• EXERCISE PASSAGE
===
Initially, the probe will concentrate on gathering information from companies and member states before engaging in discussions with Beijing on ensuring fair and open markets, said the individuals, who requested anonymity as the investigation has not been made public yet.

Shares in Siemens Healthineers rose by up to 1.2%, and Philips surged by as much as 2.1% following Bloomberg’s report on the probe.

This move risks escalating tensions in EU-China relations, particularly after the EU initiated an anti-subsidy investigation into Chinese-made electric vehicles last year, potentially leading to the imposition of new tariffs by July. The investigation comes amid doubts about Beijing’s extensive public support for crucial sectors and a broader European economic security strategy aiming to strengthen the bloc’s export controls and investment screening mechanisms.

This investigation marks the first application of the EU’s International Procurement Instrument (IPI), a 2022 law designed to promote reciprocity in access to public procurement markets.
===
• ACTIVITIES
1. In the text on the EU procurement probe, what is the International Procurement Instrument designed to promote?
2. Rewrite the text on the EU procurement probe from "Initially, the probe" up to and including "investment screening mechanisms.", substituting "China" for "Beijing".
===
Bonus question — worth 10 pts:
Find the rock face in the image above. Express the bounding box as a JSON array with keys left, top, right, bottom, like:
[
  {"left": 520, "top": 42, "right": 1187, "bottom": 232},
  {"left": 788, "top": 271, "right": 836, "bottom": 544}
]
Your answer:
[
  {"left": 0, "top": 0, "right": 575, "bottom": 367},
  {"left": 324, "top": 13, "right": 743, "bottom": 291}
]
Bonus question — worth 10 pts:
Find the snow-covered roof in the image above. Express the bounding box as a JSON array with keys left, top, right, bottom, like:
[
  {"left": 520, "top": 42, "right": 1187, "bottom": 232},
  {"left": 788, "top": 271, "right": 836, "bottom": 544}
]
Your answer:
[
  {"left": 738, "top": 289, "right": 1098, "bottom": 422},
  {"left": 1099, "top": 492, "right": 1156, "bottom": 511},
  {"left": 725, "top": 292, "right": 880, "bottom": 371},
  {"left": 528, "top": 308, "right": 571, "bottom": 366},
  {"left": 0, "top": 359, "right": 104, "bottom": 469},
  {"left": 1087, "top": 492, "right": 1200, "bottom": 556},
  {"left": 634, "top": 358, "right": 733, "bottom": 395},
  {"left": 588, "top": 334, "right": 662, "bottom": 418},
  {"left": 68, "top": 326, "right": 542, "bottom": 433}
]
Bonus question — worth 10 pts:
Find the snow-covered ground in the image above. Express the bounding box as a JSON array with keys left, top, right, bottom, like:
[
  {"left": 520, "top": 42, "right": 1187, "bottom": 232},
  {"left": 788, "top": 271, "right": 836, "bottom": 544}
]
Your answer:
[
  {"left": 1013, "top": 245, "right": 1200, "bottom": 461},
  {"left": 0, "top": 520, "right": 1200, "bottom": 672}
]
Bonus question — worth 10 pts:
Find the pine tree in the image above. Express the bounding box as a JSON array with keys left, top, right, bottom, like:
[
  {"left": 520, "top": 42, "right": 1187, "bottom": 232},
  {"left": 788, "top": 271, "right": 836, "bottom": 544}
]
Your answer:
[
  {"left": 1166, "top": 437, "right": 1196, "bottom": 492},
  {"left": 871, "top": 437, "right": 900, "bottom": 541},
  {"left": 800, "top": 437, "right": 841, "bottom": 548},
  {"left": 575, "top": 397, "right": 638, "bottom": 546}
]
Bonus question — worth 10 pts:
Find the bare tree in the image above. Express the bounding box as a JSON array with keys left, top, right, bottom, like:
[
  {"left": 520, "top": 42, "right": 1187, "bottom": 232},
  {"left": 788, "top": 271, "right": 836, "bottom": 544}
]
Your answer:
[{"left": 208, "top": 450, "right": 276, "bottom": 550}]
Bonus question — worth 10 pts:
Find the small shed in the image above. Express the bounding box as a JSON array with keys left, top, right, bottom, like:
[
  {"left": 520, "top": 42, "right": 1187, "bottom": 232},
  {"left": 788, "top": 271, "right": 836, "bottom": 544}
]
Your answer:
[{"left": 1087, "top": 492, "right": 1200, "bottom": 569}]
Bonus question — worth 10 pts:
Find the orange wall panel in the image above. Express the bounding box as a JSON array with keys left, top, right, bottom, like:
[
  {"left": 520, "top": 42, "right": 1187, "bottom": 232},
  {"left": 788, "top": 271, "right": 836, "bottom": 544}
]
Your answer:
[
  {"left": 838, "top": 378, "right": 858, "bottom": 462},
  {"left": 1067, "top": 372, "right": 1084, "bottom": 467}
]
===
• SOLUTIONS TO EACH TASK
1. Reciprocity in access to public procurement markets.

2.
Initially, the probe will concentrate on gathering information from companies and member states before engaging in discussions with China on ensuring fair and open markets, said the individuals, who requested anonymity as the investigation has not been made public yet.

Shares in Siemens Healthineers rose by up to 1.2%, and Philips surged by as much as 2.1% following Bloomberg’s report on the probe.

This move risks escalating tensions in EU-China relations, particularly after the EU initiated an anti-subsidy investigation into Chinese-made electric vehicles last year, potentially leading to the imposition of new tariffs by July. The investigation comes amid doubts about China’s extensive public support for crucial sectors and a broader European economic security strategy aiming to strengthen the bloc’s export controls and investment screening mechanisms.